## Stated problem
Rewrite every one of the records below, renaming "queue-length study" to "wait-time study" wherever it occurs and keeping everything else the same.

--- Records provided ---

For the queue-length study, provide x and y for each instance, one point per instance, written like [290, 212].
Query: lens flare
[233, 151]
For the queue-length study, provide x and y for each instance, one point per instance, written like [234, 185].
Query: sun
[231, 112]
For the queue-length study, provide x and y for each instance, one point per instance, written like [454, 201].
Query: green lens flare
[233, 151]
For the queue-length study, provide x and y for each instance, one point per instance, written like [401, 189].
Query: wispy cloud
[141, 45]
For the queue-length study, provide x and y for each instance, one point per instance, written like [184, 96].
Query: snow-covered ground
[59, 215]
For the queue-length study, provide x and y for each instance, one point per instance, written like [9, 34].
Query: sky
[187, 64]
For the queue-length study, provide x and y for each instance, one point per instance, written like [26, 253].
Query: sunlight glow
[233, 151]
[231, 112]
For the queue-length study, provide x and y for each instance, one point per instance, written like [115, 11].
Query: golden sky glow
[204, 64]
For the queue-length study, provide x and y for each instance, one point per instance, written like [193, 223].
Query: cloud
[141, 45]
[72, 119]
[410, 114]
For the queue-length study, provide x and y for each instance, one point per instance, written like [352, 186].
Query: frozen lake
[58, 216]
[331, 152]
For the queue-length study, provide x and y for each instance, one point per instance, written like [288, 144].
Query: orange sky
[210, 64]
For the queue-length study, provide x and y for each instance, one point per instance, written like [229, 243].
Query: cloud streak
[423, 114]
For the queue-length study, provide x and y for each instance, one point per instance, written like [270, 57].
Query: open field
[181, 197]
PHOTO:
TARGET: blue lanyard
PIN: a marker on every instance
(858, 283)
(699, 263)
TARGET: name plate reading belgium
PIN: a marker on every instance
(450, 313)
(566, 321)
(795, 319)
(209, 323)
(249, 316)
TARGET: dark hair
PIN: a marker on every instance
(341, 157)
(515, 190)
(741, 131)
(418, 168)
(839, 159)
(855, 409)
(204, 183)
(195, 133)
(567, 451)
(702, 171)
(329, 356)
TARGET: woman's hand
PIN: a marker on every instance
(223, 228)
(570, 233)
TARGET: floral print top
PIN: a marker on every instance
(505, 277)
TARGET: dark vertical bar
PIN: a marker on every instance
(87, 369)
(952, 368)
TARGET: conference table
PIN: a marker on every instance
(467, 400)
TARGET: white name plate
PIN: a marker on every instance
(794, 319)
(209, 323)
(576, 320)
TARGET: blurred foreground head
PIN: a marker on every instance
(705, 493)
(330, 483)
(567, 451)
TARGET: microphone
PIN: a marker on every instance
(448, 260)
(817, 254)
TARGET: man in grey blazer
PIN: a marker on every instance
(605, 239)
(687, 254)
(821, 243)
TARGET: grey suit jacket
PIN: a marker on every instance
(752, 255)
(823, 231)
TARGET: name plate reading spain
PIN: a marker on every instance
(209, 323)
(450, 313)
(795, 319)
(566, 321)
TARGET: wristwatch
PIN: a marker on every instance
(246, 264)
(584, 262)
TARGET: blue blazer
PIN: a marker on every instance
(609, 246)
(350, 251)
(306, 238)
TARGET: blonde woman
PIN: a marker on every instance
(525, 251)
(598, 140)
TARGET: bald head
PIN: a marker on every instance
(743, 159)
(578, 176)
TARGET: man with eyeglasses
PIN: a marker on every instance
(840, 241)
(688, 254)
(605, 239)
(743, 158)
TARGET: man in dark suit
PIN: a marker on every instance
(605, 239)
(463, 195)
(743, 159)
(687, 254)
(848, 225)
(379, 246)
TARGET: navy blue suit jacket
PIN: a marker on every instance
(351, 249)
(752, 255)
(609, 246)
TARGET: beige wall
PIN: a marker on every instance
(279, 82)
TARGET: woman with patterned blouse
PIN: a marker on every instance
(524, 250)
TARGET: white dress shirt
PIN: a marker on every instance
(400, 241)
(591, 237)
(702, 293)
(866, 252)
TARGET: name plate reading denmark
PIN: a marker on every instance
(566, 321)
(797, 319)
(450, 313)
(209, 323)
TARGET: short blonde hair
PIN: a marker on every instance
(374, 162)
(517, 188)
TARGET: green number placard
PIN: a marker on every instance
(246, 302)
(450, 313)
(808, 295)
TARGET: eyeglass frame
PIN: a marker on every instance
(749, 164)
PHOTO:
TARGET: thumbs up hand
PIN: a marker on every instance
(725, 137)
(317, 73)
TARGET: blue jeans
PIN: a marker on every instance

---

## Output below
For the wait-time study, provide x and y for each instance, one point per instance, written like [290, 212].
Query: lens flare
[233, 151]
For the wait-time study, provide x and y for each instance, one point per instance, written like [234, 185].
Query: sun
[231, 112]
For the wait-time study, provide x and y for each instance, one point per instance, written like [454, 201].
Query: green lens flare
[233, 151]
For the wait-time study, provide x and y for each instance, one point per instance, written like [401, 189].
Query: wispy cloud
[141, 45]
For the wait-time study, provide x and y for each instance, one point per instance, written like [184, 96].
Query: snow-covered ground
[59, 215]
For the wait-time study, provide x and y for each instance, one point per instance, written like [9, 34].
Query: sky
[187, 64]
For the wait-time study, provide x and y for each instance, one point per instance, written like [26, 253].
Query: sunlight glow
[233, 151]
[231, 112]
For the wait-time study, provide x and y for each instance, one point per instance, written like [115, 11].
Query: golden sky glow
[204, 64]
For the wait-time study, provide x and y for each instance, one point per instance, written like [193, 223].
Query: cloud
[141, 45]
[72, 119]
[410, 114]
For the wait-time study, provide x and y for each instance, one point per instance, written like [352, 186].
Query: frozen lake
[58, 216]
[331, 152]
For the wait-time study, provide x and y for each instance, one point per instance, written like [288, 144].
Query: orange sky
[210, 64]
For the wait-time study, provide x and y for each instance, one point per instance, written like [229, 243].
Query: cloud streak
[423, 114]
For the wait-time study, provide x and y for each instance, one point per instance, written like [270, 57].
Query: open field
[181, 197]
PHOTO:
TARGET: blue lanyard
PIN: a marker on every instance
(858, 283)
(699, 263)
TARGET: name plate reading belgium
PIN: a marker on every instance
(450, 313)
(566, 321)
(795, 319)
(209, 323)
(249, 316)
TARGET: dark hair
PIN: a marker on every instance
(341, 157)
(515, 190)
(741, 131)
(418, 168)
(839, 159)
(855, 409)
(204, 183)
(195, 133)
(567, 451)
(702, 171)
(329, 356)
TARGET: woman's hand
PIN: a marker on every instance
(223, 228)
(570, 233)
TARGET: floral print top
PIN: a marker on every instance
(505, 277)
TARGET: dark vertical bar
PIN: a marker on every instance
(87, 369)
(952, 368)
TARGET: conference table
PIN: a marker on every instance
(467, 400)
TARGET: white name plate
PIN: a marker on every instance
(794, 319)
(209, 323)
(576, 320)
TARGET: blurred foreground head
PIN: a marker on every instance
(705, 493)
(330, 483)
(567, 451)
TARGET: microphone
PIN: a marker on every instance
(448, 260)
(817, 254)
TARGET: man in grey blazer
PIN: a marker on every instance
(605, 239)
(687, 254)
(821, 243)
TARGET: grey suit jacket
PIN: a marker on every instance
(752, 255)
(823, 231)
TARGET: name plate reading spain
PIN: a marker on every instance
(209, 323)
(450, 313)
(795, 319)
(566, 321)
TARGET: wristwatch
PIN: a marker on every instance
(246, 264)
(584, 262)
TARGET: blue blazer
PIN: a marker on every instance
(609, 246)
(350, 251)
(306, 238)
TARGET: blonde woman
PIN: a marker on every instance
(525, 251)
(598, 140)
TARGET: bald head
PIN: a marker on every instance
(743, 159)
(578, 176)
TARGET: man with eyeglasses
PIN: a marker on every instance
(840, 241)
(688, 254)
(605, 239)
(743, 158)
TARGET: man in dark suit
PIN: a marker on every instance
(605, 239)
(463, 195)
(743, 159)
(687, 254)
(848, 225)
(379, 246)
TARGET: navy blue suit jacket
PIN: a marker on every instance
(351, 249)
(752, 255)
(609, 246)
TARGET: beige wall
PIN: a marker on every instance
(279, 82)
TARGET: woman with patterned blouse
PIN: a marker on every instance
(524, 250)
TARGET: white dress shirt
PIN: a marker on every instance
(400, 241)
(591, 237)
(702, 293)
(866, 252)
TARGET: name plate reading denmark
PIN: a marker on every instance
(566, 321)
(797, 319)
(450, 313)
(209, 323)
TARGET: short blonde hair
PIN: a marker on every instance
(374, 162)
(517, 188)
TARGET: green number placard
PIN: a marker on every instance
(246, 302)
(450, 313)
(808, 295)
TARGET: eyeglass frame
PIN: a marker on every instance
(749, 164)
PHOTO:
TARGET: thumbs up hand
PIN: a marker on every instance
(725, 137)
(317, 73)
TARGET: blue jeans
PIN: a marker on every instance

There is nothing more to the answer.